Task item: Output the line that contains "Reviewer note: confirm that each instance of the young", then every line beneath it through the end of the records, exactly as given and with no other lines.

Segment Open

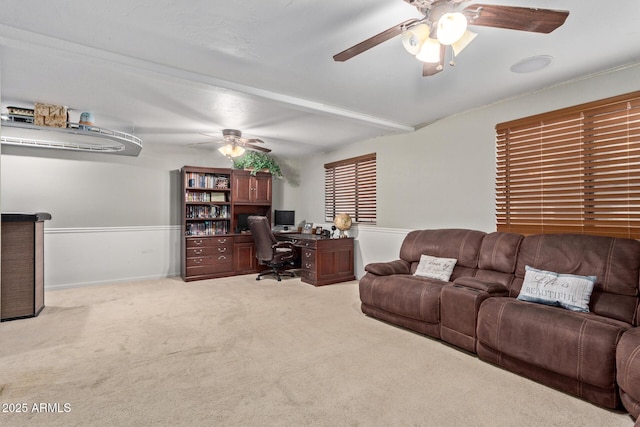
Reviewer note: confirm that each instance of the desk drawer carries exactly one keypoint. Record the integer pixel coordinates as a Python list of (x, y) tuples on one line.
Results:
[(196, 242), (209, 269), (210, 260), (306, 243), (309, 276)]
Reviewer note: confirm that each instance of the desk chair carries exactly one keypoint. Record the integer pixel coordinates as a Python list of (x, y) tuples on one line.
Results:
[(269, 251)]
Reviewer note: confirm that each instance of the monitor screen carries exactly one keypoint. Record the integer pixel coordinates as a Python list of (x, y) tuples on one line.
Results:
[(243, 222), (284, 218)]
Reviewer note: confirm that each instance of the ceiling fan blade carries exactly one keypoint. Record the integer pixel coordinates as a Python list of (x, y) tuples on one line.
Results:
[(429, 68), (250, 140), (257, 148), (373, 41), (516, 18), (191, 144)]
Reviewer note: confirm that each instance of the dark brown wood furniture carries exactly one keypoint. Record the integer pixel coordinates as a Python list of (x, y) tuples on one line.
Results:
[(323, 261), (212, 199), (22, 266)]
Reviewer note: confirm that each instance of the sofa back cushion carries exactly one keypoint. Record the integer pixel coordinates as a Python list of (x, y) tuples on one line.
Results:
[(461, 244), (614, 261), (498, 256)]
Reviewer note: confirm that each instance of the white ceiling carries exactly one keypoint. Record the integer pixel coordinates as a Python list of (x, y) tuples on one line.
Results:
[(171, 71)]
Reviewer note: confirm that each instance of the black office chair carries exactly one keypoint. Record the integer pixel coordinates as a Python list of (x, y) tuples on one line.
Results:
[(269, 251)]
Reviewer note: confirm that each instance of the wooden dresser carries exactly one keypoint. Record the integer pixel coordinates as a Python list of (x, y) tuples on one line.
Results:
[(22, 268)]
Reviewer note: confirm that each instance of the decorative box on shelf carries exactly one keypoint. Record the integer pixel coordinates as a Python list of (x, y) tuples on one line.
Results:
[(51, 115)]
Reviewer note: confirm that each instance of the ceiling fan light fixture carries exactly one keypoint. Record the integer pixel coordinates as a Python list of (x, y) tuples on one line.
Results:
[(231, 150), (413, 38), (430, 51), (451, 27), (464, 41)]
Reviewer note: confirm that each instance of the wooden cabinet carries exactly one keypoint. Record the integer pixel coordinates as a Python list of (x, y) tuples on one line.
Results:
[(208, 257), (206, 202), (326, 261), (249, 189), (244, 255), (212, 201), (22, 278)]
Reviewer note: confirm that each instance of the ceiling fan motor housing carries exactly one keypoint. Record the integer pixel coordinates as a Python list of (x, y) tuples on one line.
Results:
[(233, 133)]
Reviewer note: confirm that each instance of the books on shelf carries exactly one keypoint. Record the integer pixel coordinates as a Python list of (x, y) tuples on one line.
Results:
[(207, 212), (207, 228), (207, 180), (200, 196)]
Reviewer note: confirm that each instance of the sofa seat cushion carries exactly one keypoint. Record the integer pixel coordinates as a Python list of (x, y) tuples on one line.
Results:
[(405, 295), (580, 346)]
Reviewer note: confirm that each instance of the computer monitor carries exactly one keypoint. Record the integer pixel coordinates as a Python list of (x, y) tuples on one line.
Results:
[(284, 218)]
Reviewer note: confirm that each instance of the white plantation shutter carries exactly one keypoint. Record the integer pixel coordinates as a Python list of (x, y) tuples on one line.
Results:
[(575, 170), (350, 187)]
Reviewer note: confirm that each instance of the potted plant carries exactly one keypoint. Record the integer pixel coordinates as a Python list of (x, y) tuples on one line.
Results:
[(257, 162)]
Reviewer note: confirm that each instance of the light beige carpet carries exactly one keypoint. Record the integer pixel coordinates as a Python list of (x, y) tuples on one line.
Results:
[(237, 352)]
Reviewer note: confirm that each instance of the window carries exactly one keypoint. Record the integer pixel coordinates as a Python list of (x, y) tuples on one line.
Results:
[(350, 187), (575, 170)]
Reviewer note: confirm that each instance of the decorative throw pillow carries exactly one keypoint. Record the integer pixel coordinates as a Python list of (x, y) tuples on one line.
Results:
[(569, 291), (435, 268)]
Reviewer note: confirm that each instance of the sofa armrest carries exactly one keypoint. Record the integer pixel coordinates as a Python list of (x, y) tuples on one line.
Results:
[(628, 370), (388, 268), (492, 288)]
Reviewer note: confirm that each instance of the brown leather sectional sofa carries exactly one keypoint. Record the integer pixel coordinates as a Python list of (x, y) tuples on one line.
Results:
[(594, 355)]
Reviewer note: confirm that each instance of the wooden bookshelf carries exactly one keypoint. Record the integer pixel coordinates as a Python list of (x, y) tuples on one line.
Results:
[(210, 205)]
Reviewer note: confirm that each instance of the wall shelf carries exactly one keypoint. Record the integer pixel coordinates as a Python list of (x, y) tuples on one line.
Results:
[(92, 139)]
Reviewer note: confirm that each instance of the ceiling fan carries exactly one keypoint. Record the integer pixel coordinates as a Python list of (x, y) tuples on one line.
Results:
[(235, 144), (445, 24)]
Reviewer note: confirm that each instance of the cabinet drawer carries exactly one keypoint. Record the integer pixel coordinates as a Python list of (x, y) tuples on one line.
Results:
[(199, 242), (309, 276), (307, 255), (306, 243), (210, 260), (199, 252), (209, 269)]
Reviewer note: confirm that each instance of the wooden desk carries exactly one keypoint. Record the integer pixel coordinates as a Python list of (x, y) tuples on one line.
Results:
[(323, 261)]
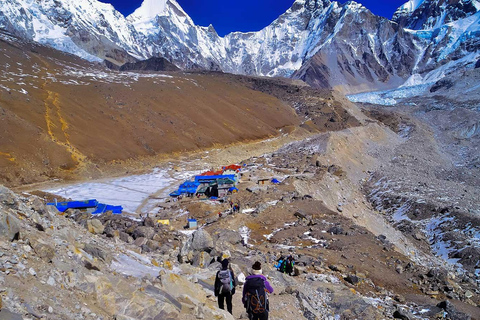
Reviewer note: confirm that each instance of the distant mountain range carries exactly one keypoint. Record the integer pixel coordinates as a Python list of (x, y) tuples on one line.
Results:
[(325, 43)]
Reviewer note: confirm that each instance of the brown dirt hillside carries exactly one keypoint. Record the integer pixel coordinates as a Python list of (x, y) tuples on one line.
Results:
[(65, 118), (62, 117)]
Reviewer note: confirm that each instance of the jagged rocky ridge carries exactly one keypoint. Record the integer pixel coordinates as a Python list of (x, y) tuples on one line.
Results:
[(325, 43)]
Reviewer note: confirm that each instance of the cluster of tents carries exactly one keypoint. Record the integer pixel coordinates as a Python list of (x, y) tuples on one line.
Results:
[(211, 184)]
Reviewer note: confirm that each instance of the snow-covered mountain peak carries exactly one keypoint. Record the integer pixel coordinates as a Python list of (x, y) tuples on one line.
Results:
[(149, 10), (410, 6), (432, 14)]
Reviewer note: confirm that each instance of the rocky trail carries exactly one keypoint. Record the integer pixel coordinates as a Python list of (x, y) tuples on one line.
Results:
[(352, 260)]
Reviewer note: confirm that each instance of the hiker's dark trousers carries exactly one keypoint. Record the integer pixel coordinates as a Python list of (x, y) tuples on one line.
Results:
[(260, 316), (228, 298)]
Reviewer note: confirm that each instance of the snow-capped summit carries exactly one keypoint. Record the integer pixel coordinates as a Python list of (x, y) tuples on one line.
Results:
[(432, 14), (323, 42), (149, 10), (410, 6)]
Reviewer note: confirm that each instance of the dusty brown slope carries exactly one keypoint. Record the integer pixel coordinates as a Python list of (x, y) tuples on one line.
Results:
[(63, 117)]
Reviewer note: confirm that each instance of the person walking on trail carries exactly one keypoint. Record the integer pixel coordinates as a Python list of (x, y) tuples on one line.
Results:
[(225, 286), (255, 294), (289, 265)]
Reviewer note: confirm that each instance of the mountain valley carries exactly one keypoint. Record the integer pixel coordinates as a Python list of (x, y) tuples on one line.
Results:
[(357, 139)]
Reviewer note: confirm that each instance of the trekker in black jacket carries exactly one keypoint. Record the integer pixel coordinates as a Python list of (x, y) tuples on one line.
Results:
[(225, 286)]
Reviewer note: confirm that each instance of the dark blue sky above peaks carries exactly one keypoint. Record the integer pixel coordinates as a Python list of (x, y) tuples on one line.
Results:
[(245, 15)]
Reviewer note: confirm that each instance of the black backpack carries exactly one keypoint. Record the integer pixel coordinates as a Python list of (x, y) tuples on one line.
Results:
[(256, 297), (289, 266), (226, 280)]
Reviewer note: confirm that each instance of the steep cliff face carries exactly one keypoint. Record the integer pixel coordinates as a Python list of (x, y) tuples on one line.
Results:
[(431, 14), (325, 43)]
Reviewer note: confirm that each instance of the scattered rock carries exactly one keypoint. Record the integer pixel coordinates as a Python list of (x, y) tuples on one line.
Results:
[(9, 226), (452, 312), (352, 279), (43, 250), (202, 241), (95, 226), (401, 313), (7, 315)]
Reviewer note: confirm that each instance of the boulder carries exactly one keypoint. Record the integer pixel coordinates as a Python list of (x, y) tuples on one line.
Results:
[(352, 279), (7, 315), (97, 252), (8, 198), (95, 226), (452, 312), (9, 226), (125, 237), (143, 232), (38, 205), (44, 250), (201, 241), (201, 259)]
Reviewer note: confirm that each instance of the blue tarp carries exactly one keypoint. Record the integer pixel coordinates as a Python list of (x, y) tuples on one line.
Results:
[(99, 207), (63, 206), (189, 187), (214, 178), (102, 208)]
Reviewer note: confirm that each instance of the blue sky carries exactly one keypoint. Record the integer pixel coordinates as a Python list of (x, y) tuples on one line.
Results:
[(245, 15)]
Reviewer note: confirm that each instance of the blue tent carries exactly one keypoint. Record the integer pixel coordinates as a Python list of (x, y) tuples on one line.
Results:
[(63, 206), (214, 178), (188, 187)]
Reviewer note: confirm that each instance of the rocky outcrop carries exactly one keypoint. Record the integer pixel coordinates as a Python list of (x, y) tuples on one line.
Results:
[(430, 14), (152, 64)]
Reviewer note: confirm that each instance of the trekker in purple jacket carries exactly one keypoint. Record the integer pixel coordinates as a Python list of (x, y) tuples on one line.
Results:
[(255, 294)]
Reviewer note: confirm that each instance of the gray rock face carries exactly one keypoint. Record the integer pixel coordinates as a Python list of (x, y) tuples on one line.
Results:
[(7, 315), (199, 243), (95, 226), (144, 232), (202, 241), (433, 13), (7, 198), (9, 226)]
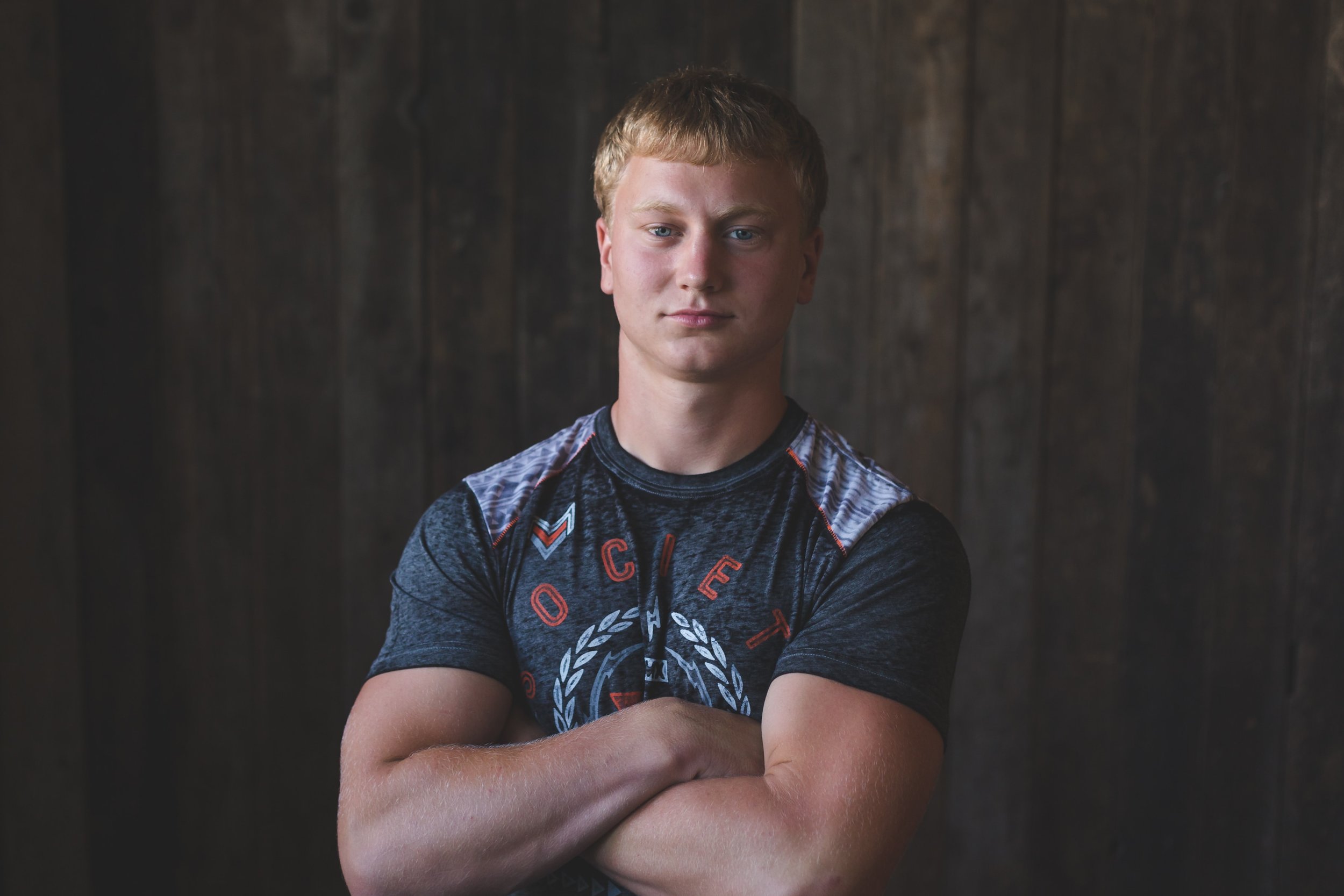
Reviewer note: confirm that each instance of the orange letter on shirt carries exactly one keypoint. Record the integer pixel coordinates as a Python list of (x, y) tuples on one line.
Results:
[(627, 571), (550, 617), (717, 574)]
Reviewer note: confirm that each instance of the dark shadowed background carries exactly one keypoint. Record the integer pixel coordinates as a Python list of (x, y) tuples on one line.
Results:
[(277, 273)]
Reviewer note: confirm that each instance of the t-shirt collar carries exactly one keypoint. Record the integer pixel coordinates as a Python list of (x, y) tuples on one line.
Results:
[(639, 473)]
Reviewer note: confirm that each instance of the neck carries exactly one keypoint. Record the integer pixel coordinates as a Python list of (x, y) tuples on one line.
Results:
[(689, 428)]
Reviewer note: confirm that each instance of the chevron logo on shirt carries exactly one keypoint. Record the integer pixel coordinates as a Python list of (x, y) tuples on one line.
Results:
[(547, 536)]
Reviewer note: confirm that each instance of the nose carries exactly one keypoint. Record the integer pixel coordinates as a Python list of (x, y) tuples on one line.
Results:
[(700, 269)]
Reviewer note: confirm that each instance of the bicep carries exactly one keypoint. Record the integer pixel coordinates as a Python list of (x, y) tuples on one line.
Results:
[(861, 766)]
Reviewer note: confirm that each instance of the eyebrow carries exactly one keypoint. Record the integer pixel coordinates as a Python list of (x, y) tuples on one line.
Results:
[(732, 211)]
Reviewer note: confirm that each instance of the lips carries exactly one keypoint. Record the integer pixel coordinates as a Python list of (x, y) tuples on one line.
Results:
[(698, 318), (698, 312)]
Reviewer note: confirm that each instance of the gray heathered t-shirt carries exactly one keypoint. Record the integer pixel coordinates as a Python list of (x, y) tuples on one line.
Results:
[(587, 580)]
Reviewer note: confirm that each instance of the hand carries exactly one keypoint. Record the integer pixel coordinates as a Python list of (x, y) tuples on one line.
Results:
[(713, 743)]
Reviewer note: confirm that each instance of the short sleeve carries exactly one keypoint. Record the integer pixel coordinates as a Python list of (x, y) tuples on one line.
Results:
[(889, 617), (445, 605)]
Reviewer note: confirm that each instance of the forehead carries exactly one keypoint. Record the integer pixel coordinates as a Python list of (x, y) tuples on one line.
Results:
[(656, 184)]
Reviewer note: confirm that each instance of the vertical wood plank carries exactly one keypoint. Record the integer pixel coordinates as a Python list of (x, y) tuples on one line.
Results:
[(749, 37), (1267, 245), (1190, 154), (563, 358), (206, 385), (249, 171), (834, 84), (1014, 69), (646, 41), (918, 268), (918, 291), (467, 113), (111, 157), (1310, 860), (1096, 265), (383, 390), (44, 827)]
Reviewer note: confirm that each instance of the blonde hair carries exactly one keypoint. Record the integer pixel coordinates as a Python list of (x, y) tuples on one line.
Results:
[(709, 117)]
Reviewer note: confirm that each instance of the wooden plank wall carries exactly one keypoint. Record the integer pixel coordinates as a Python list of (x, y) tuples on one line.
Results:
[(276, 275)]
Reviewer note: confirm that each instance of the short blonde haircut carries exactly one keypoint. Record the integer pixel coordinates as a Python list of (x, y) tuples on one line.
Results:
[(709, 117)]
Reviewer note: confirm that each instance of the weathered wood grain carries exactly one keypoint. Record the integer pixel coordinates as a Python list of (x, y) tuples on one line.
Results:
[(1088, 445), (468, 119), (1189, 152), (109, 127), (828, 351), (918, 267), (1310, 860), (1011, 141), (380, 206), (1253, 413), (44, 819), (565, 364), (249, 219)]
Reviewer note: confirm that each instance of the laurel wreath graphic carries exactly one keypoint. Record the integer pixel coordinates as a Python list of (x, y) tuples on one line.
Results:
[(574, 660), (717, 663)]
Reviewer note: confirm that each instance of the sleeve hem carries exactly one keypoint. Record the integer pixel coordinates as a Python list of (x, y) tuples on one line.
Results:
[(864, 679)]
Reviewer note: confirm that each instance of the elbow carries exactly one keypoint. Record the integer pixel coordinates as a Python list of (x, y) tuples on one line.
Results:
[(374, 867)]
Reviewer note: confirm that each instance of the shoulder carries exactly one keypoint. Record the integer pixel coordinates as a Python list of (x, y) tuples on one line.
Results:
[(504, 488), (850, 489)]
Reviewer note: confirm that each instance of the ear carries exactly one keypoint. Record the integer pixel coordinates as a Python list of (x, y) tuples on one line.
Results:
[(604, 254), (811, 248)]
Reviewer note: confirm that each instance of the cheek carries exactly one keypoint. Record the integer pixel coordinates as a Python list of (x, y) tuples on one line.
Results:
[(638, 270)]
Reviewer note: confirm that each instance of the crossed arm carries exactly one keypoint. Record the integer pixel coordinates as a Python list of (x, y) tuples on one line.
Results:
[(666, 797)]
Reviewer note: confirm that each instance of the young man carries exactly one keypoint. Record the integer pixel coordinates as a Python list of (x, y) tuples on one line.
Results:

Segment Closed

Exercise result:
Reviewer note: confirm that each instance of the young man carries exactly one keypoint. Record the integer pixel coordinates as a Python list of (x, y) tuples on one line.
Results:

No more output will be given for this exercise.